** Excerpt provided **
— BEGIN —

Midnight Wednesday, July 13, Japan time: Ma-on has intensified into just the second typhoon of the 2011 northwest Pacific’s tropical cyclone season.
 
 About 655 miles east-southeast of Iwo Jima at midnight Wednesday, Ma-on was moving west-northwest at 12½ mph, packing sustained 75-mph winds and 92-mph gusts at its center, equal to a Category I hurricane on the Saffir-Simpson Scale. Guam National Weather Service reports that tropical storm-force winds extend 105 miles from Ma-on’s center.
 
 Joint Typhoon Warning Center forecasts still call for Ma-on to miss Andersen Air Force Base, Guam, to the north by 455 miles around 6 p.m. Thursday, and Iwo Jima to the south by some 250 miles, further south than initially forecast, around 1 a.m. Saturday.
 
 A tropical storm watch was issued earlier Wednesday for sparsely populated Alamagan and Agrihan islands and unpopulated Pagan island in the Northern Marianas. Tropical storm-force winds of 40-mph and greater are possible within 48 hours, according to National Weather Service Guam.

— END —

** Goal **
Please quote the typhoon report word for word, starting at "Midnight Wednesday, July" and ending at "from Ma-on’s center.".

** Data extract **
— BEGIN —

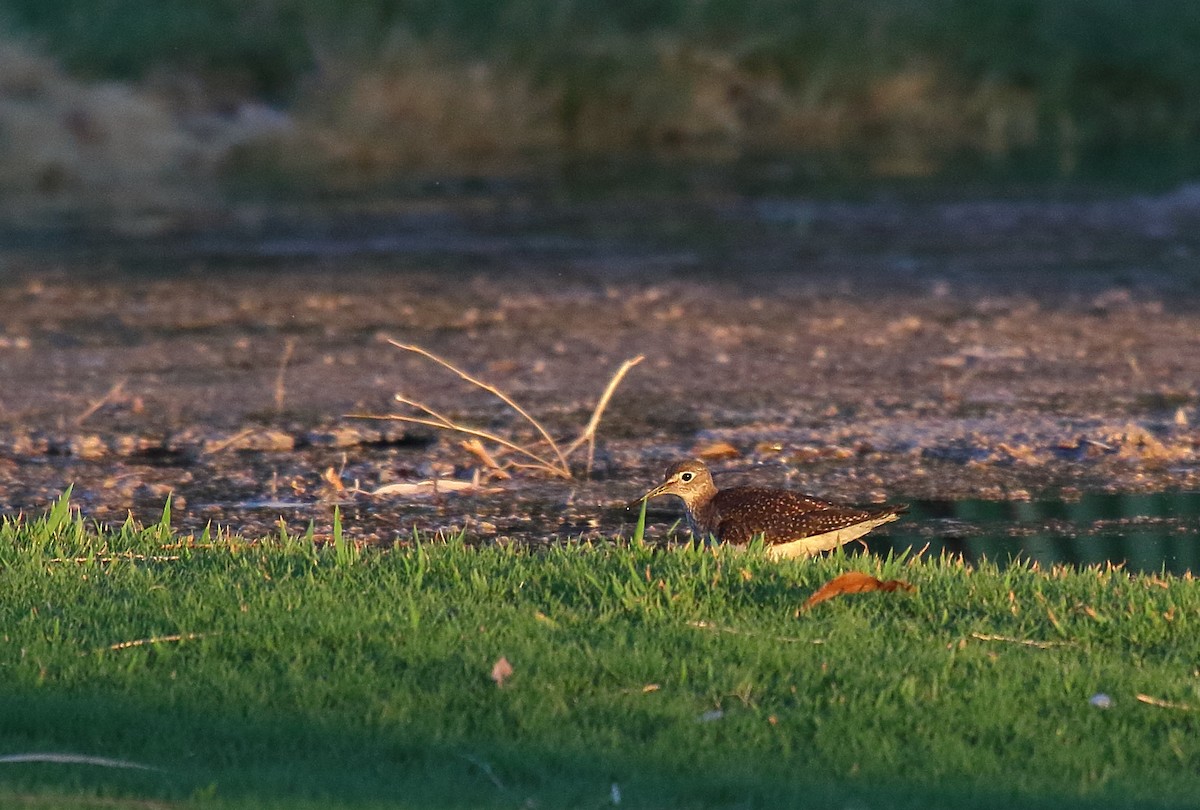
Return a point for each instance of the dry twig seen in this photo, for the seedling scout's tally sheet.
(289, 346)
(1025, 642)
(1163, 705)
(156, 640)
(113, 394)
(553, 460)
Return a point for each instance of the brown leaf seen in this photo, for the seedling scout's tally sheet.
(718, 450)
(853, 582)
(333, 479)
(502, 671)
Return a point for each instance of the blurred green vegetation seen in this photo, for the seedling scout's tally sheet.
(1097, 69)
(325, 93)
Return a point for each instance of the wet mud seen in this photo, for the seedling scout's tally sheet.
(885, 349)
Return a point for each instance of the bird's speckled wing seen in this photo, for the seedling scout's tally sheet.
(779, 515)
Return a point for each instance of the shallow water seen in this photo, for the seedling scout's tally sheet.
(1151, 533)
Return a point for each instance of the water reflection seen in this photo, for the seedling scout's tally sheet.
(1158, 532)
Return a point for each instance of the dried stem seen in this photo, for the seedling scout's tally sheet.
(491, 389)
(589, 432)
(556, 466)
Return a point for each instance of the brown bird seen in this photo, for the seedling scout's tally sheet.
(791, 523)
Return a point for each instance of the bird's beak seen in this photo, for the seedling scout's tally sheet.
(653, 493)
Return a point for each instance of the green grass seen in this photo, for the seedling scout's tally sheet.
(312, 676)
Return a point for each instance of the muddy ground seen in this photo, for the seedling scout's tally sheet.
(887, 348)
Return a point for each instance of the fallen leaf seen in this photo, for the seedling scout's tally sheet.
(853, 582)
(717, 450)
(502, 671)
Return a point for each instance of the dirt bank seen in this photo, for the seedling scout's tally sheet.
(864, 351)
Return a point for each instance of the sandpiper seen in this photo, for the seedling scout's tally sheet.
(791, 523)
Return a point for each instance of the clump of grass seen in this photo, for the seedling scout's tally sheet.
(685, 677)
(546, 455)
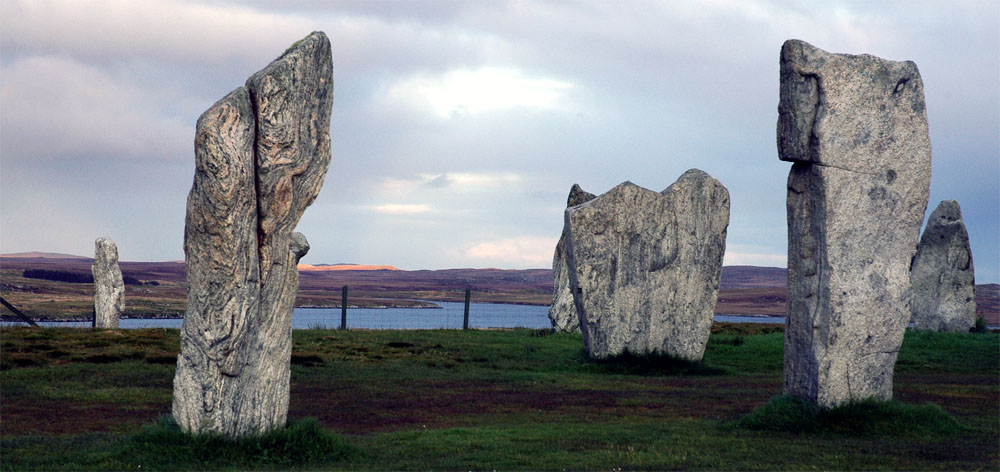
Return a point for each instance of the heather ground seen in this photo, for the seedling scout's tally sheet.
(76, 399)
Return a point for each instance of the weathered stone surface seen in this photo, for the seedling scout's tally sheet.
(109, 289)
(261, 154)
(562, 312)
(942, 275)
(856, 130)
(645, 266)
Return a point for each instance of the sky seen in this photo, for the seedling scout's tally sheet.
(459, 127)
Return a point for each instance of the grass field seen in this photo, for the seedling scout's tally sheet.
(77, 399)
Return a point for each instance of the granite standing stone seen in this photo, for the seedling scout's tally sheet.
(855, 129)
(261, 154)
(562, 312)
(645, 266)
(109, 288)
(943, 277)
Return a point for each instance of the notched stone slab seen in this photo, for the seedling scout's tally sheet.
(856, 131)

— END —

** Response to the exercise **
Midnight Wednesday, July 13, Japan time: Ma-on has intensified into just the second typhoon of the 2011 northwest Pacific’s tropical cyclone season.
 
 About 655 miles east-southeast of Iwo Jima at midnight Wednesday, Ma-on was moving west-northwest at 12½ mph, packing sustained 75-mph winds and 92-mph gusts at its center, equal to a Category I hurricane on the Saffir-Simpson Scale. Guam National Weather Service reports that tropical storm-force winds extend 105 miles from Ma-on’s center.